[EXTRACT]
↓↓↓

Perkins responded to the motion to dismiss.
He relied on the holding in National Mines
Corp. v. Pitts, 806 S.W.2d 636, 637 (Ky.
1991), which, when decided, stood for the
proposition that “[w]here the category 1
disease was present, medical proof was taken
and the claim filed before [the claimant]
was employed by another mine, there could be
no causal connection between the disease
that was the subject of the claim and the
latter employment.” Perkins also filed a
motion to amend his pneumoconiosis claim to
allege pulmonary impairment. He filed
spirometric test results revealing pulmonary
impairment of less than 80% of predicted
normal value. The ALJ dismissed Highlands
Mining since it was not the last responsible
employer and determined Perkins’s motion to
amend to allege pulmonary impairment was
moot.
Perkins filed a timely petition for
reconsideration and the ALJ, reversing his
previous decision, granted Perkins’s motion
to amend and allege pulmonary impairment.

↑↑↑

[PROBLEM DETAILS]
Output the passage of the court excerpt from "Perkins filed a" to "and allege pulmonary impairment." word for word. The rows that follow are separate material and are not part of the court excerpt.

(Stored entries)
↓↓↓

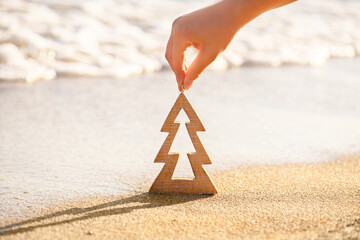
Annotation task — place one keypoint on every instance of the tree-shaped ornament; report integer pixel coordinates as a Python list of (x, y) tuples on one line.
[(165, 182)]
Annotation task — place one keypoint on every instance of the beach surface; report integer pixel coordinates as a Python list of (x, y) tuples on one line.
[(290, 201), (70, 139)]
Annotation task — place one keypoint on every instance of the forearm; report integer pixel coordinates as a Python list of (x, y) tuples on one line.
[(244, 11)]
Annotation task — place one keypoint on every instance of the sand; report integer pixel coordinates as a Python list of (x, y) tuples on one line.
[(291, 201)]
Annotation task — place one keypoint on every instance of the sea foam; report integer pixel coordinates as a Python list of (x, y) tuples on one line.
[(42, 39)]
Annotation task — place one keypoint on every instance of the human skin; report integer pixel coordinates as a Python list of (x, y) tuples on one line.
[(210, 30)]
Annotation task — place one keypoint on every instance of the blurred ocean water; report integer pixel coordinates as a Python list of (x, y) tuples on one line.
[(42, 39)]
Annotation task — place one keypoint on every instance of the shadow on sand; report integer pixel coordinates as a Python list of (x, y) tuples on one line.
[(147, 200)]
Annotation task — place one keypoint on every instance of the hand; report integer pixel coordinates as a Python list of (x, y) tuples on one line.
[(209, 30)]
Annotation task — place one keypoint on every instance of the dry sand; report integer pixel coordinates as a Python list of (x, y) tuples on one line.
[(302, 201)]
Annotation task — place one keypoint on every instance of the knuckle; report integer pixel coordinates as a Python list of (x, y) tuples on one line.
[(167, 56), (178, 26)]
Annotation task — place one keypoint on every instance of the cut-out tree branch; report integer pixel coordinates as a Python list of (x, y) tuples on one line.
[(165, 182)]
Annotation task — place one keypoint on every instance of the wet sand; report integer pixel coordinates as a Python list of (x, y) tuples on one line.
[(291, 201)]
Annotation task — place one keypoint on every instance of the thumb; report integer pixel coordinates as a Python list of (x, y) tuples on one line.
[(202, 60)]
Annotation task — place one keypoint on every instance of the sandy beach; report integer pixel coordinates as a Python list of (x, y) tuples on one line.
[(293, 201)]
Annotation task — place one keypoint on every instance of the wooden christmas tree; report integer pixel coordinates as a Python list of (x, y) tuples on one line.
[(164, 182)]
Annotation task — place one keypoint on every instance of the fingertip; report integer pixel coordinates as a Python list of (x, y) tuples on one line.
[(188, 83)]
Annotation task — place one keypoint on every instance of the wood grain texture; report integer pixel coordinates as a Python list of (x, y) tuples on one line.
[(164, 182)]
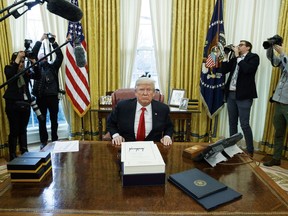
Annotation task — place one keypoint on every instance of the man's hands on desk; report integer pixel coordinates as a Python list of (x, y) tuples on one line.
[(117, 140)]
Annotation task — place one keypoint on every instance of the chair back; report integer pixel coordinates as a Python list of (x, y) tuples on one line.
[(127, 93)]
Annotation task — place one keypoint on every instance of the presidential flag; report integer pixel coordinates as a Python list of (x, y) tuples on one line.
[(212, 80), (76, 79)]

↑↑↑

[THE COMPLETED TASK]
Perkins filed a timely petition for
reconsideration and the ALJ, reversing his
previous decision, granted Perkins’s motion
to amend and allege pulmonary impairment.